• Goal:
Quote all of the entries below word for word, leaving out the pictures.

**** Task inputs

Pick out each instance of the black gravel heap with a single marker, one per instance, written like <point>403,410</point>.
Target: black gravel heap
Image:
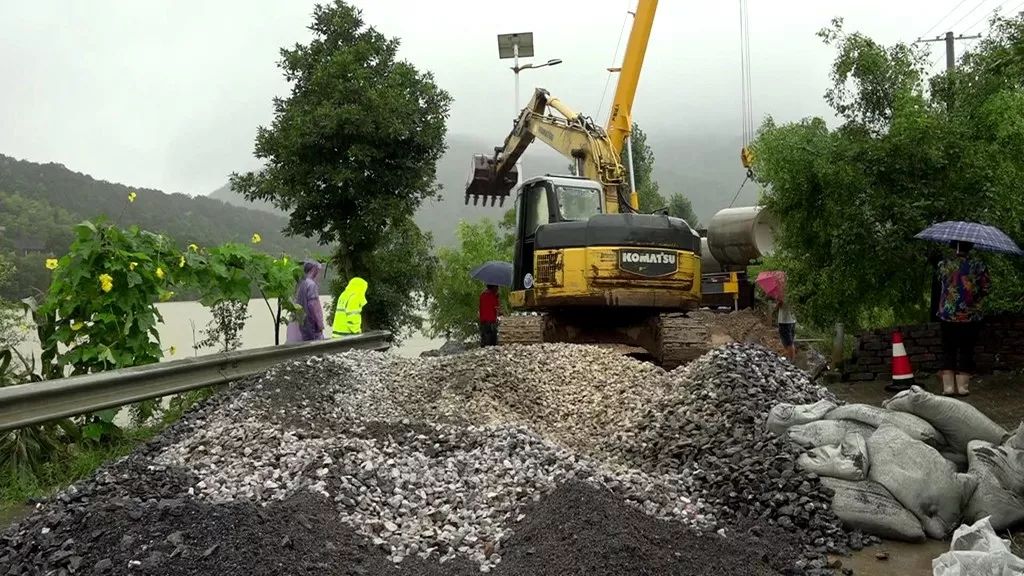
<point>713,425</point>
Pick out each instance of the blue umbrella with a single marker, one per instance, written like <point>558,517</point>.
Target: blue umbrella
<point>494,272</point>
<point>983,237</point>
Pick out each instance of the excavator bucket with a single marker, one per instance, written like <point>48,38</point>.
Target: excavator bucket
<point>484,181</point>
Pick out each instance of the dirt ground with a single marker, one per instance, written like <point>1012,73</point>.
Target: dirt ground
<point>998,396</point>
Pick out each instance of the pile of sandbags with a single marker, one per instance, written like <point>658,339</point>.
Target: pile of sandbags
<point>915,467</point>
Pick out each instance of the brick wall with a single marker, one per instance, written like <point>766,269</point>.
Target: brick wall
<point>1000,346</point>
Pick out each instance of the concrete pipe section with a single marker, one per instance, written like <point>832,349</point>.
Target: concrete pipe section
<point>739,236</point>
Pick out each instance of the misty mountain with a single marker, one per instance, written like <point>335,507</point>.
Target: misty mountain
<point>41,203</point>
<point>706,168</point>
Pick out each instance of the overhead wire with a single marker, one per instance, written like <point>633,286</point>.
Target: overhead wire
<point>747,104</point>
<point>962,18</point>
<point>747,96</point>
<point>934,26</point>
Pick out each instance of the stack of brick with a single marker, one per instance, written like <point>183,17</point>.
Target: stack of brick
<point>1000,346</point>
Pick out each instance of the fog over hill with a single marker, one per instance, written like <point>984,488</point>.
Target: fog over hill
<point>706,168</point>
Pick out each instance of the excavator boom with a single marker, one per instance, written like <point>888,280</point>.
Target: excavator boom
<point>594,151</point>
<point>574,135</point>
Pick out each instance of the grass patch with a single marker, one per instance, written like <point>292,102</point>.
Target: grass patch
<point>76,461</point>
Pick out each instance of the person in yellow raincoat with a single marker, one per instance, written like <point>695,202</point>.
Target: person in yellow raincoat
<point>348,309</point>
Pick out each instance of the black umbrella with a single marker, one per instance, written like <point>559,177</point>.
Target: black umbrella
<point>494,272</point>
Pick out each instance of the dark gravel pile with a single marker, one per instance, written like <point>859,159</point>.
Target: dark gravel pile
<point>286,474</point>
<point>579,530</point>
<point>576,530</point>
<point>712,425</point>
<point>301,535</point>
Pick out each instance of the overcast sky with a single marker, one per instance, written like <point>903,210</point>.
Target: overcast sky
<point>168,94</point>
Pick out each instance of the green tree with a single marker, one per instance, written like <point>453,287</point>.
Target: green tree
<point>851,198</point>
<point>351,152</point>
<point>680,207</point>
<point>454,295</point>
<point>397,272</point>
<point>10,318</point>
<point>643,165</point>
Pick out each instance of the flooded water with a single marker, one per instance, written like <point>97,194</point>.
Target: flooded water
<point>183,324</point>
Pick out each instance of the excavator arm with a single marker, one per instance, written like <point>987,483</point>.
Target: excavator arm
<point>573,135</point>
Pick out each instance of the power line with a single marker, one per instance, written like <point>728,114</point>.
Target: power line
<point>986,16</point>
<point>967,14</point>
<point>614,62</point>
<point>936,25</point>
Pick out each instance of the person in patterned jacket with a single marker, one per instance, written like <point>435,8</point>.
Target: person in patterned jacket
<point>964,283</point>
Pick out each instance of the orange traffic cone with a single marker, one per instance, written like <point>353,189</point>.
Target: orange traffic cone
<point>902,373</point>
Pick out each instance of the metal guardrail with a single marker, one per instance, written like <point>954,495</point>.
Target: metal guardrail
<point>32,404</point>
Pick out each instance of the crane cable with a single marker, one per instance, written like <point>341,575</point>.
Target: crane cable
<point>745,155</point>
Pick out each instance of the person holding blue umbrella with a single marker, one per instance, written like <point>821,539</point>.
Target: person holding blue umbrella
<point>493,274</point>
<point>964,282</point>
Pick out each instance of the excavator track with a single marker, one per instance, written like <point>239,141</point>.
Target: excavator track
<point>521,329</point>
<point>672,339</point>
<point>682,338</point>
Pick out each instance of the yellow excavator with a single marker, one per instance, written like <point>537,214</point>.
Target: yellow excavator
<point>588,264</point>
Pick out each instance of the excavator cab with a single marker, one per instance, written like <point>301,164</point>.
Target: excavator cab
<point>548,200</point>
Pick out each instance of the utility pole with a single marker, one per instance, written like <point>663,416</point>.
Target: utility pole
<point>950,40</point>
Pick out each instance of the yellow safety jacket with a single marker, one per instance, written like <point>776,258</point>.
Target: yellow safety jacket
<point>348,309</point>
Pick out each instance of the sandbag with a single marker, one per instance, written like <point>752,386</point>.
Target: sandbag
<point>977,550</point>
<point>920,479</point>
<point>956,458</point>
<point>783,415</point>
<point>958,421</point>
<point>824,433</point>
<point>1007,464</point>
<point>1016,440</point>
<point>1004,508</point>
<point>869,507</point>
<point>847,461</point>
<point>915,426</point>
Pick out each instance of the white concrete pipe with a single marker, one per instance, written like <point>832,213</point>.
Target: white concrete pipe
<point>737,236</point>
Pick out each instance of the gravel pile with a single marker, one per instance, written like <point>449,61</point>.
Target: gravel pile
<point>711,426</point>
<point>582,531</point>
<point>551,459</point>
<point>356,428</point>
<point>573,396</point>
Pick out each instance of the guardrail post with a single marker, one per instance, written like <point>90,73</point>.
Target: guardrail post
<point>839,346</point>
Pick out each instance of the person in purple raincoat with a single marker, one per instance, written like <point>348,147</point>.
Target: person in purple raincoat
<point>307,296</point>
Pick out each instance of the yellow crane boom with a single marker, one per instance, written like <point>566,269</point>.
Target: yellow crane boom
<point>594,151</point>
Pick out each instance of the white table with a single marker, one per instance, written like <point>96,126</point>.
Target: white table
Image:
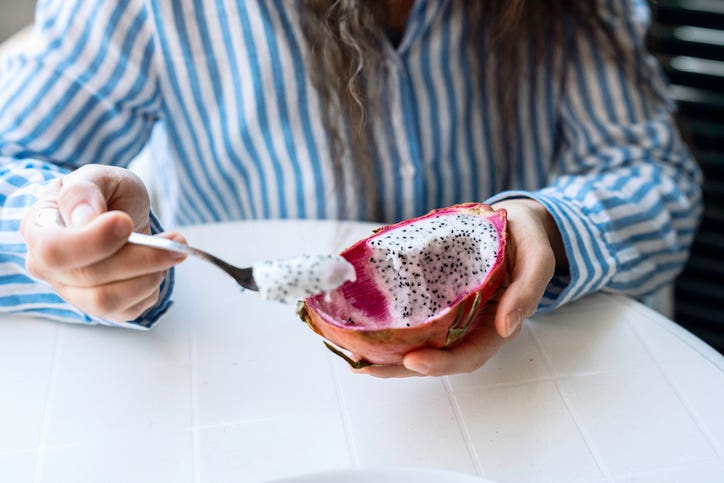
<point>229,387</point>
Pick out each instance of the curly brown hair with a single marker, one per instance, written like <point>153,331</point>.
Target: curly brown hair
<point>346,61</point>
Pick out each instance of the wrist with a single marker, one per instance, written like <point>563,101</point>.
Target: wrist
<point>538,212</point>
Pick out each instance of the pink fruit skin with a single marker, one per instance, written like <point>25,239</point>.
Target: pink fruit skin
<point>387,346</point>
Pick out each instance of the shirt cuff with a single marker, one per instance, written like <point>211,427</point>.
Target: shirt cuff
<point>591,258</point>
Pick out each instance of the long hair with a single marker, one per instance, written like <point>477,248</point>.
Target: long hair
<point>346,63</point>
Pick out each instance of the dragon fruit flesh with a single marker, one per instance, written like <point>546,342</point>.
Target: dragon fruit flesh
<point>419,283</point>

********

• Final result:
Pick out each instance of the black gravel heap with a single marker, one per instance, written like <point>403,410</point>.
Target: black gravel heap
Image:
<point>713,425</point>
Pick out each instance of the blue umbrella with a single marker, one per instance, written like <point>558,517</point>.
Target: blue umbrella
<point>494,272</point>
<point>983,237</point>
Pick out each instance of the excavator bucket with a single marker, one per instance, written like <point>48,38</point>.
Target: excavator bucket
<point>484,181</point>
Pick out each instance of the dirt ground with a single marker, one per instance, written like <point>1012,73</point>.
Target: dirt ground
<point>998,396</point>
Pick out each instance of the pile of sandbags with a single marker, one per instance, written like <point>658,339</point>.
Target: pile of sandbags
<point>915,467</point>
Pick out each instance of the brick wall with a single marker, one per instance, written like <point>766,269</point>.
Target: brick wall
<point>1000,346</point>
Pick out each instance of the concrete pipe section with a single marker, one per instance, written like <point>832,349</point>.
Target: concrete pipe section
<point>739,236</point>
Pick out each instance of the misty mountain with a single marker, one per instance, written like <point>335,507</point>.
Target: misty mountain
<point>41,203</point>
<point>706,168</point>
Pick out each instance of the overhead wire with a single marker, one per instance, written like <point>633,286</point>.
Target: overhead wire
<point>747,104</point>
<point>962,18</point>
<point>747,96</point>
<point>934,26</point>
Pick out each instance of the stack of brick with a single marker, one per instance, written like <point>183,17</point>.
Target: stack of brick
<point>1000,346</point>
Pick out each instance of the fog over hill with a single marker, one per instance, written like <point>984,488</point>.
Target: fog over hill
<point>706,168</point>
Pick out each instance of the excavator boom with a single marker, one per instance, written like <point>888,280</point>.
Target: excavator boom
<point>594,151</point>
<point>574,135</point>
Pick out each instance of the grass patch with a single marker, one per instance, written like <point>292,102</point>.
Target: grass patch
<point>76,461</point>
Pick out each instance of the person in yellow raincoat with a single marker, one per instance, written like <point>695,202</point>.
Target: person in yellow raincoat
<point>348,309</point>
Pick out each instance of the black umbrella with a single marker, one per instance, written like <point>559,177</point>.
Target: black umbrella
<point>494,272</point>
Pick out each instance of the dark gravel pile with a single marker, one per instance, written like <point>859,159</point>.
Target: dark gravel pile
<point>286,474</point>
<point>579,530</point>
<point>576,530</point>
<point>712,425</point>
<point>301,535</point>
Pick out each instance of the overcast sky with a single marker, one per instance, written like <point>903,210</point>.
Target: overcast sky
<point>168,94</point>
Pick out each instance of the green tree with a single marker, one per instance, written like <point>453,287</point>.
Target: green tree
<point>851,198</point>
<point>351,152</point>
<point>680,207</point>
<point>454,295</point>
<point>397,272</point>
<point>10,318</point>
<point>643,165</point>
Pick out each instance of the flooded water with a single marker, one per instance, written like <point>97,194</point>.
Target: flooded water
<point>183,324</point>
Pick out each instance of the excavator arm with a single marker, one per instance, written like <point>987,483</point>.
Target: excavator arm
<point>573,135</point>
Pick out each instance of the power line with a single marker, one per instance, written like <point>728,114</point>.
Target: power line
<point>986,16</point>
<point>967,14</point>
<point>614,62</point>
<point>936,25</point>
Pick out each instance of the person in patterned jacket with a single marker, one per instance, written like <point>435,8</point>.
Target: person in patterned jacket
<point>964,283</point>
Pick out each instance of the orange traffic cone with a single marker, one per instance, written like <point>353,189</point>.
Target: orange traffic cone
<point>902,373</point>
Pick out each instance of the metal guardrail with a single marker, one per instance, written like <point>954,495</point>.
Target: metal guardrail
<point>32,404</point>
Pick out each instance of the crane cable with a single marker, one per instance, written like <point>341,575</point>.
Target: crane cable
<point>745,155</point>
Pick out each instance of the person holding blue umbrella with a single marker, one per instance, written like <point>821,539</point>.
Target: person holding blue umbrella
<point>493,274</point>
<point>964,282</point>
Pick out each instance of the excavator track with a single marker, one per instance, written like <point>239,141</point>.
Target: excavator track
<point>521,329</point>
<point>672,339</point>
<point>682,338</point>
Pick out each instance of the yellow excavator with a single marker, one per instance, written like <point>537,214</point>.
Target: yellow excavator
<point>588,264</point>
Pick out each instance of the excavator cab with a single marker, one per instance, written like <point>301,164</point>.
Target: excavator cab
<point>548,200</point>
Pick out each instance of the utility pole with a single marker, one per instance, written like <point>663,416</point>.
Target: utility pole
<point>950,40</point>
Pick out each instance of the yellow safety jacket with a single marker, one per instance, written like <point>776,258</point>.
Target: yellow safety jacket
<point>348,309</point>
Pick out each instance of the sandbag with a single marker, one per instance, written like <point>752,386</point>.
Target: sandbag
<point>977,550</point>
<point>920,479</point>
<point>956,458</point>
<point>783,415</point>
<point>958,421</point>
<point>824,433</point>
<point>1007,464</point>
<point>1016,440</point>
<point>1004,508</point>
<point>869,507</point>
<point>847,461</point>
<point>915,426</point>
Pick out each instance of the white concrete pipe with a single marker, one per instance, written like <point>832,213</point>.
Target: white concrete pipe
<point>737,236</point>
Pick out each instance of the gravel pile with a single marker, one per instance, written like <point>449,61</point>.
Target: gravel pile
<point>711,426</point>
<point>582,531</point>
<point>551,459</point>
<point>356,428</point>
<point>573,396</point>
Pick out each instance of the guardrail post with a single marker, one per instance, written like <point>90,73</point>.
Target: guardrail post
<point>839,346</point>
Pick out each instance of the person in purple raincoat with a single marker, one per instance, written like <point>348,147</point>.
Target: person in purple raincoat
<point>307,296</point>
Pick out each instance of the yellow crane boom with a single marker, one per instance, written like <point>566,269</point>.
Target: yellow crane boom
<point>594,151</point>
Pick out each instance of the white table with a single marker, one per instance, written like <point>96,126</point>.
Target: white table
Image:
<point>229,387</point>
Pick out each instance of the curly brown hair with a single marker, one per instance, written like <point>153,331</point>.
Target: curly brown hair
<point>346,61</point>
Pick out each instance of the wrist with a single marker, one per instance, written like <point>563,101</point>.
Target: wrist
<point>538,212</point>
Pick out each instance of the pink fruit skin with a single marker, one per instance, written like <point>25,239</point>.
Target: pink fruit skin
<point>387,346</point>
Pick out each instance of the shirt cuff with a single marker, one per instance, written like <point>211,427</point>.
Target: shirt cuff
<point>591,258</point>
Pick out each instance of the long hair with a single marker, one per instance, written like <point>477,248</point>.
Target: long hair
<point>346,63</point>
Pick out each instance of the dragon fruit flesh with a single marker, one per instance, written like <point>546,342</point>.
Target: dragon fruit flesh
<point>419,283</point>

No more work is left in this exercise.